Challenges
1. Answer these questions about the mailing-list message on a Python backup tool, one line per answer, marked to match:
(a) How many seconds did the Python version take with the same request files?
(b) From which file does the script read the PV names?
(c) At what time does the debug output show "connected to pv"?
2. Summarize the mailing-list message on a Python backup tool in two sentences.
3. Write the next part of the Python script in the mailing-list message on a backup tool, picking up after its last line.

Subject: Re: How to write a python-based backpup tool?
From: [email protected]
To: Matt Newville <[email protected]>
Cc: EPICS tech-talk <[email protected]>
Date: Fri, 16 Sep 2011 15:38:31 -0700

With same request files ( ~11K Pvs), I have
sddscasr 2 sec
burtrb   2 sec
python  10 sec
(with gigabit network)

I am wondering what is the reason for the difference.
As you can see below, just the connection to PV is comparatively 'slow'

debug output:
[Fri Sep 16 16:11:15 2011] import epics start
[Fri Sep 16 16:11:15 2011] import epics end
[Fri Sep 16 16:11:15 2011] request read
[Fri Sep 16 16:11:21 2011] connected to pv
[Fri Sep 16 16:11:23 2011] fetched PV values
[Fri Sep 16 16:11:23 2011] write on disk
[Fri Sep 16 16:11:23 2011] write completed

with

#!/usr/bin/env python 

WRITE_ON_DISK = True
USE_SQLITE = False

import time

print "[%s] import epics start" % time.asctime( time.localtime(time.time()) )
import epics
print "[%s] import epics end" % time.asctime( time.localtime(time.time()) )


pvNames = []
pvs = []
vals = []

with open("burt.req") as fp:
    for line in iter(fp.readline, ''):
        pvNames.append(line[:-1])

Dataset content

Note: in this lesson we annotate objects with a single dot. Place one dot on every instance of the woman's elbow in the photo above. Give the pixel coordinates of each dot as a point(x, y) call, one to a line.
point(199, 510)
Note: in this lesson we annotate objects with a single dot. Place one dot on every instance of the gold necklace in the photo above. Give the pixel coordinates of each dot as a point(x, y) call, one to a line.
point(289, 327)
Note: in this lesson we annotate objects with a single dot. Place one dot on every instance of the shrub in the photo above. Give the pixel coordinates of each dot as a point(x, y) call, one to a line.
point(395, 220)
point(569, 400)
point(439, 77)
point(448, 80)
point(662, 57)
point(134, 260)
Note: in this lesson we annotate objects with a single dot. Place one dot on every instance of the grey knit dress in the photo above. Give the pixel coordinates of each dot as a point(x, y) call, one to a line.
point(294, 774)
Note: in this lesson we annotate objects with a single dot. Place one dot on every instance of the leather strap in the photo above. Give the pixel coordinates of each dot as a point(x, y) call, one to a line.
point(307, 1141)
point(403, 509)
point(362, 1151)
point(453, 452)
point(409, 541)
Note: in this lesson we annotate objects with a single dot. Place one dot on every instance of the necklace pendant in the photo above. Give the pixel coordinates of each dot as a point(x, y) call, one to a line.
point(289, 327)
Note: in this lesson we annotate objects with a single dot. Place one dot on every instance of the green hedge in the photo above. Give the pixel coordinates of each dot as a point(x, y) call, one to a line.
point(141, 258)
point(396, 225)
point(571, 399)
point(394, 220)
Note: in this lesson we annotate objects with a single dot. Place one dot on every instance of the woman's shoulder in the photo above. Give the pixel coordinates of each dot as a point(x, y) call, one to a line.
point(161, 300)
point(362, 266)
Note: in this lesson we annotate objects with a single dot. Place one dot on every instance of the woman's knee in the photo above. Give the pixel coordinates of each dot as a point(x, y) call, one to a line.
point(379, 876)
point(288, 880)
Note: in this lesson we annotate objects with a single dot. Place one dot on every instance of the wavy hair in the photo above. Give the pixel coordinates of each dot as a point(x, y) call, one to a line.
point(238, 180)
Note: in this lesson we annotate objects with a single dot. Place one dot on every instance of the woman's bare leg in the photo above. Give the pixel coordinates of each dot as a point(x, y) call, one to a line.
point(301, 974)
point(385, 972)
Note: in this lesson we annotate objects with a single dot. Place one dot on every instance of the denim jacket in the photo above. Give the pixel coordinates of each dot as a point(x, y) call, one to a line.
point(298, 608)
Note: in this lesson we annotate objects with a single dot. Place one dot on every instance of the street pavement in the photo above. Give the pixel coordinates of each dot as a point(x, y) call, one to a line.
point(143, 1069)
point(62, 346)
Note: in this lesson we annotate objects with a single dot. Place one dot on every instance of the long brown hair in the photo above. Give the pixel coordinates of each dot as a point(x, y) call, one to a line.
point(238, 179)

Results of the exercise
1.
(a) 10 seconds.
(b) burt.req.
(c) 16:11:21 (Fri Sep 16 16:11:21 2011).

2. With the same request files of about 11K PVs on a gigabit network, sddscasr and burtrb each took 2 seconds while Python took 10 seconds, and the writer wonders why. The debug output shows that connecting to the PVs is comparatively slow, and the message includes the Python script that produced it, which reads PV names from burt.req.

3.
print "[%s] request read" % time.asctime( time.localtime(time.time()) )

for pvName in pvNames:
    pvs.append(epics.PV(pvName))

print "[%s] connected to pv" % time.asctime( time.localtime(time.time()) )

for pv in pvs:
    vals.append(pv.get())

print "[%s] fetched PV values" % time.asctime( time.localtime(time.time()) )

if not WRITE_ON_DISK : exit()

print "[%s] write on disk" % time.asctime( time.localtime(time.time()) )

if USE_SQLITE :
    from pysqlite2 import dbapi2 as sqlite

    connection = sqlite.connect('test.db')
    cursor = connection.cursor()
    cursor.execute('CREATE TABLE backup (id INTEGER PRIMARY KEY, pvname VARCHAR(50), value VARCHAR(50))')

    for index, pvName in enumerate(pvNames):
        sqlquery = "INSERT INTO backup VALUES (null, '%s','%s')" % (pvName, vals[index] )
        #cursor.execute('INSERT INTO names VALUES (null, "%s" % pvName, "%s" % vals[index])')
        cursor.execute(sqlquery)


    connection.commit()
    cursor.close()
    connection.close()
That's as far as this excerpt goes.